REQUIREMENTS:
Output every line of the listing below as a numbered list, skipping any blank lines. Leave the picture out of your answer.

A portion of a data file:

────────────────

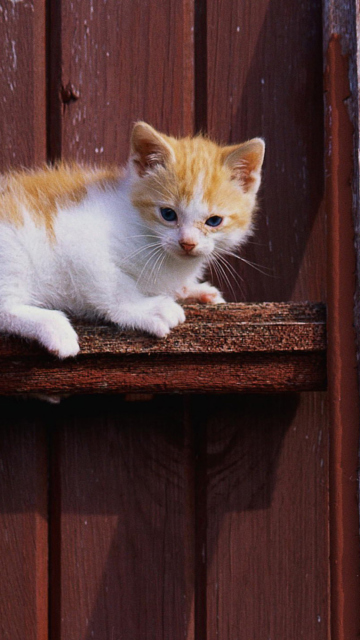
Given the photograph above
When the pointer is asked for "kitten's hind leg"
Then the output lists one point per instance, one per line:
(51, 328)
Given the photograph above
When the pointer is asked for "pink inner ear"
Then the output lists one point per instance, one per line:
(243, 170)
(245, 164)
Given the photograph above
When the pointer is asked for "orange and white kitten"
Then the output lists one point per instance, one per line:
(121, 245)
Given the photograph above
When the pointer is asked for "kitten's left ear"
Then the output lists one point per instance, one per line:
(245, 162)
(149, 149)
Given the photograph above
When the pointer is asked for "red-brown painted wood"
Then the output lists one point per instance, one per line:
(22, 80)
(122, 481)
(128, 572)
(122, 62)
(227, 348)
(343, 382)
(23, 463)
(267, 543)
(23, 522)
(264, 78)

────────────────

TASK SOLUTION:
1. Given the photograph above
2. When the pointer is asked for "kitten's hind leg"
3. Then the output lists one point per instance, one per line:
4. (51, 328)
5. Given the photograph above
6. When the pointer is asked for "pink inner ear"
7. Then the output lists one point per instance, one per line:
8. (243, 170)
9. (245, 164)
10. Given the photograph above
11. When the pointer is asked for "orange and white kitten"
12. Then the output lists one point per instance, one per line:
13. (121, 245)
14. Given the photograph above
15. When the pointer is asked for "kitten's left ear"
16. Then the output lists one point per instance, one per line:
17. (245, 162)
18. (149, 149)
19. Given the photograph above
20. When the pointer is asked for "red-brown painted wood"
21. Then the output lists one point per instance, one per line:
22. (22, 80)
23. (122, 481)
24. (128, 572)
25. (122, 62)
26. (227, 348)
27. (343, 382)
28. (23, 463)
29. (267, 543)
30. (23, 522)
31. (264, 78)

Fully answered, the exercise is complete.